[Prompt]: Reproduce all of the entries character for character, while leaving out any pictures they contain.
━━ Data section ━━
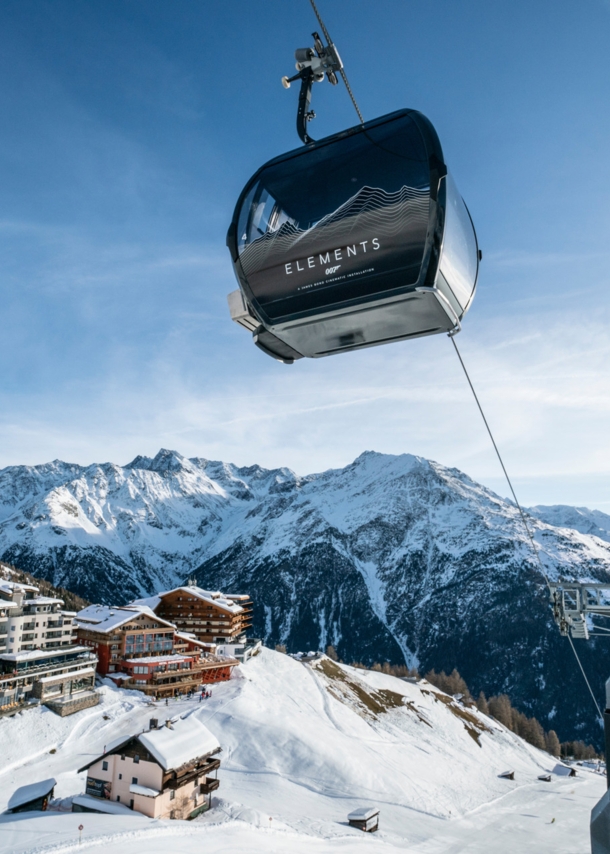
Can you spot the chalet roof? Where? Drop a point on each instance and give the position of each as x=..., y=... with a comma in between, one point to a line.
x=213, y=597
x=31, y=792
x=363, y=813
x=187, y=739
x=35, y=654
x=149, y=602
x=43, y=600
x=155, y=659
x=9, y=586
x=100, y=805
x=136, y=789
x=190, y=638
x=103, y=618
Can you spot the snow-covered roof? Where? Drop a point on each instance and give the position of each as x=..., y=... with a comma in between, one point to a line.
x=213, y=597
x=35, y=654
x=194, y=639
x=25, y=794
x=44, y=600
x=563, y=770
x=136, y=789
x=72, y=674
x=363, y=813
x=187, y=739
x=148, y=601
x=154, y=659
x=9, y=586
x=103, y=618
x=101, y=805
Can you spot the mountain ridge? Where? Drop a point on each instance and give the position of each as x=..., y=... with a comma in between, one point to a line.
x=393, y=558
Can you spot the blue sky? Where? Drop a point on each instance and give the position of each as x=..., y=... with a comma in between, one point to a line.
x=129, y=128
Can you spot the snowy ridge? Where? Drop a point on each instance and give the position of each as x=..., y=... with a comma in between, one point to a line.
x=302, y=746
x=390, y=558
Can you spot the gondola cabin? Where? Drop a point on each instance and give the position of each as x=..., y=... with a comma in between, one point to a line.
x=358, y=239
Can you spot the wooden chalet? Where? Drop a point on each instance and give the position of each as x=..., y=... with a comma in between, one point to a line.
x=212, y=617
x=162, y=773
x=138, y=649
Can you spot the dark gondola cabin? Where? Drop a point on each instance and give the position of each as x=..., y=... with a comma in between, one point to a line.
x=358, y=239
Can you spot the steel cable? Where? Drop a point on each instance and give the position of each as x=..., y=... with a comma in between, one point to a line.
x=524, y=520
x=342, y=71
x=459, y=355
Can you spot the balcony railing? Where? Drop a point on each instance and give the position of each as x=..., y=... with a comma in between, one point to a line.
x=209, y=786
x=183, y=779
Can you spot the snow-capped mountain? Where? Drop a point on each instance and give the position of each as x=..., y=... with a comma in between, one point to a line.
x=391, y=557
x=303, y=744
x=582, y=519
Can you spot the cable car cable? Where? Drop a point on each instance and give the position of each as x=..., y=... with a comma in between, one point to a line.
x=522, y=514
x=491, y=436
x=599, y=711
x=341, y=70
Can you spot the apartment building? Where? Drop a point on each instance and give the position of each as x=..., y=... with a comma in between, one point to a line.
x=213, y=617
x=40, y=660
x=33, y=621
x=137, y=649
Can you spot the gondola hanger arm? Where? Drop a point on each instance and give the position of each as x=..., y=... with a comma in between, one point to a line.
x=313, y=64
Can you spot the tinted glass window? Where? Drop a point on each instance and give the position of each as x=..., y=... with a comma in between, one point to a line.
x=459, y=260
x=345, y=220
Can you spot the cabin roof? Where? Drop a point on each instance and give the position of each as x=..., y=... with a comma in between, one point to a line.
x=171, y=746
x=31, y=792
x=185, y=740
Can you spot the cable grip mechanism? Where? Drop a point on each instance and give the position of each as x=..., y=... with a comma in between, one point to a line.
x=312, y=65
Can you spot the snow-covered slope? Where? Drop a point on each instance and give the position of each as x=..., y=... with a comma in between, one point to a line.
x=592, y=522
x=391, y=558
x=303, y=745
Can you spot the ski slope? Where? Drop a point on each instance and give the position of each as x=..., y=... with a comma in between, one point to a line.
x=303, y=745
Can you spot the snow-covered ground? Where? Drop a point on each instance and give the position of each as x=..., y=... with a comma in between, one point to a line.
x=303, y=745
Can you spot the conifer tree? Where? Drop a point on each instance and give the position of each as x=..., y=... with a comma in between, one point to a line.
x=552, y=745
x=482, y=704
x=500, y=707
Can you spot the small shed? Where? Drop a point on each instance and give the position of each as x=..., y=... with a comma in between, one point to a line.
x=364, y=818
x=564, y=770
x=34, y=796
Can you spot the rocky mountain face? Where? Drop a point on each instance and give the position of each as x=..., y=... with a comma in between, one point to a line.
x=391, y=558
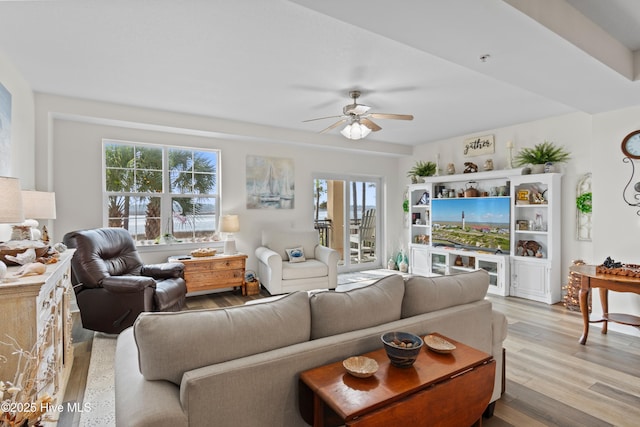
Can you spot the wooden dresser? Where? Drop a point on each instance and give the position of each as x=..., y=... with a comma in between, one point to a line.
x=36, y=314
x=214, y=272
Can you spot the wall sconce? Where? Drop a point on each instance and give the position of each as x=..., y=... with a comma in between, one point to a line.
x=636, y=187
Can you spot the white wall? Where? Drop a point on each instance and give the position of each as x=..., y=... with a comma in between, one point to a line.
x=72, y=130
x=616, y=225
x=22, y=133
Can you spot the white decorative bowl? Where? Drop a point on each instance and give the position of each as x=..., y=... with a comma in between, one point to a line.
x=360, y=366
x=438, y=344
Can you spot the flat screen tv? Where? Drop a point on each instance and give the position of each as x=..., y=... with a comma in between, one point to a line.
x=474, y=223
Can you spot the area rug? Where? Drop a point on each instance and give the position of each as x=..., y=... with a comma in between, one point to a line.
x=99, y=394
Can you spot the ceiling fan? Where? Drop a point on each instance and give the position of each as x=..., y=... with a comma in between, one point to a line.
x=358, y=119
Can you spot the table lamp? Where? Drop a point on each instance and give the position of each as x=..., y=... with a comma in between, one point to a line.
x=38, y=205
x=229, y=224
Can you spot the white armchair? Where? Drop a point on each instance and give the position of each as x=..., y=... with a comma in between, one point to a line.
x=279, y=275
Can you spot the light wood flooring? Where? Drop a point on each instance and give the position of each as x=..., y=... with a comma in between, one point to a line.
x=552, y=380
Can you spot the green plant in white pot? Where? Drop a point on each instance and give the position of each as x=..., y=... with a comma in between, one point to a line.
x=541, y=154
x=421, y=169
━━━
[Task result]:
Can you spot the chalet roof? Where? Drop a point on each instance and give the position of each as x=..., y=... with a comma in between, one point to a line.
x=213, y=597
x=31, y=792
x=363, y=813
x=187, y=739
x=35, y=654
x=149, y=602
x=43, y=600
x=155, y=659
x=9, y=586
x=100, y=805
x=136, y=789
x=190, y=638
x=103, y=618
Can you spot the snow-covered roof? Where? Drop a point on each instance and give the position of each as x=..., y=... with a comma in between, one point to a line.
x=213, y=597
x=35, y=654
x=194, y=639
x=25, y=794
x=44, y=600
x=563, y=770
x=136, y=789
x=72, y=674
x=363, y=813
x=187, y=739
x=148, y=601
x=154, y=659
x=9, y=586
x=103, y=618
x=101, y=805
Can you spot the mountain ridge? Where? Drop a point on each instance and give the position of each as x=..., y=... with a comma in between, one point to a line.
x=393, y=558
Can you spot the blue sky? Where? Drop a point on each instance and give the position of each as x=..., y=... with a comma in between, one point to a line.
x=129, y=128
Can you spot the snowy ridge? Where? Drop a point on each instance and give the position of each as x=..., y=... with a comma in between, one point to a line.
x=302, y=746
x=390, y=558
Can you spot the gondola cabin? Where? Drop a point on each instance and give the position of each as x=..., y=... with a comma in between, one point to a line.
x=358, y=239
Can you spot the wooden chalet? Where? Drop a point on each instance and give the position of each as x=..., y=... with a comma in between, one point to a line.
x=212, y=617
x=162, y=773
x=138, y=649
Can you spot the dark gondola cabin? Where? Drop a point on each instance and give the position of each as x=..., y=... with a comma in between, one point to a line.
x=358, y=239
Can you spot the steel cable? Where? Drop a point on each instance and give the position of each as x=..., y=... with a comma in between, one point to a line.
x=524, y=520
x=342, y=71
x=459, y=355
Can you spot the balcony railing? Where? Drop a point on each instance and give the position of each as x=..., y=... with a comma in between, one point to a line.
x=209, y=786
x=183, y=779
Can you spot the snow-capped mountain? Where? Drop a point on each instance and give the position of each as x=..., y=... with a comma in between, one point to a line.
x=391, y=557
x=303, y=744
x=582, y=519
Can you spot the cable car cable? Where? Drop a point on each instance and give the position of each as x=..., y=... with a comma in between, one point to a line.
x=522, y=514
x=491, y=436
x=599, y=711
x=341, y=70
Can you spot the apartment building? Where? Drop a point on each instance and give the position of each as x=..., y=... with a comma in between, one point to a line.
x=213, y=617
x=40, y=660
x=33, y=621
x=137, y=649
Can you spot the gondola hanger arm? Where? Drop a point on each instance and give the position of each as x=..., y=... with a comma in between, one point to a line.
x=313, y=64
Can you spot the tinted glass window? Where? Drop a point on each instance and give the position of each as x=..., y=... with a comma in between, one point to a line.
x=459, y=260
x=345, y=220
Can you spot the cabin roof? Where? Drop a point on each instance and give the position of each as x=..., y=... with a comma in between, one point to a line.
x=171, y=746
x=31, y=792
x=185, y=740
Can you spot the cable grip mechanism? Where? Drop a point on each instance and give the position of each as x=..., y=... with a comma in between, one point to a line.
x=312, y=65
Can you spot the snow-covered slope? Where? Drop a point on each instance and give the position of each as x=..., y=... with a comma in between, one point to a line.
x=592, y=522
x=391, y=558
x=303, y=745
Can you spot the ski slope? Where? Drop a point on each instance and give the position of each as x=..., y=... with a comma in between, one point to a line.
x=303, y=745
Can you spot the snow-covered ground? Where? Drop a point on each instance and give the position of each as x=..., y=... with a comma in between, one point to a line.
x=303, y=745
Can you spot the conifer tree? Where? Drop a point on each instance and give the position of each as x=..., y=... with a comma in between, one point to a line.
x=552, y=745
x=482, y=704
x=500, y=707
Can you spot the small shed? Where? Drop a point on each instance and give the position of each as x=..., y=... with a comma in between, one point to a line.
x=364, y=818
x=564, y=770
x=34, y=796
Can you spot the rocky mountain face? Where? Drop a point on each instance and give the position of each as x=..., y=... with a comma in between, one point to a line.
x=391, y=558
Can you spot the wooden dresser? Where? Drop a point on each instance and give the position of each as x=..., y=... with a comma in between, one point to a line.
x=36, y=314
x=214, y=272
Can you spot the wall sconce? Where? Drop a point on each instance and give the position of each as x=..., y=... with a comma in between, one point to a line.
x=636, y=187
Can you spot the white wall? Where? Drop a point on each instance and give the position of each as x=..., y=... with a comma in between, one point to a line.
x=72, y=130
x=616, y=225
x=22, y=133
Can you spot the white decorative bowl? Where? Drop a point on each instance and give the position of each as x=..., y=... with a comma in between, one point to a line.
x=360, y=366
x=438, y=344
Can you spot the flat screen tv? Where? Drop a point on each instance and give the position of each as x=..., y=... with a comma in between, one point to a line.
x=474, y=223
Can you spot the area rug? Where? Drop a point on each instance and give the position of each as x=..., y=... with a comma in between, one point to a line.
x=99, y=394
Can you spot the ceiling fan? Where? Drop a point on each instance and give the position of each as x=..., y=... with a comma in between, one point to a line.
x=358, y=119
Can you spot the table lamp? Where? Drop a point on each instance and give the position of each as x=..., y=... with a comma in between, one point to a line.
x=38, y=205
x=229, y=224
Can you spot the white armchair? Where? Drop a point on each instance and give the position of each as x=..., y=... with a comma in between, one point to a line.
x=279, y=275
Can you spot the light wood flooring? Where? Drop a point on each instance and give the position of each as x=..., y=... with a comma in between, one point to a line.
x=552, y=380
Can you spot the green plant in white pot? Where? Drop a point on each instance and give the position of each as x=..., y=... with a comma in between, one point to a line.
x=541, y=154
x=421, y=169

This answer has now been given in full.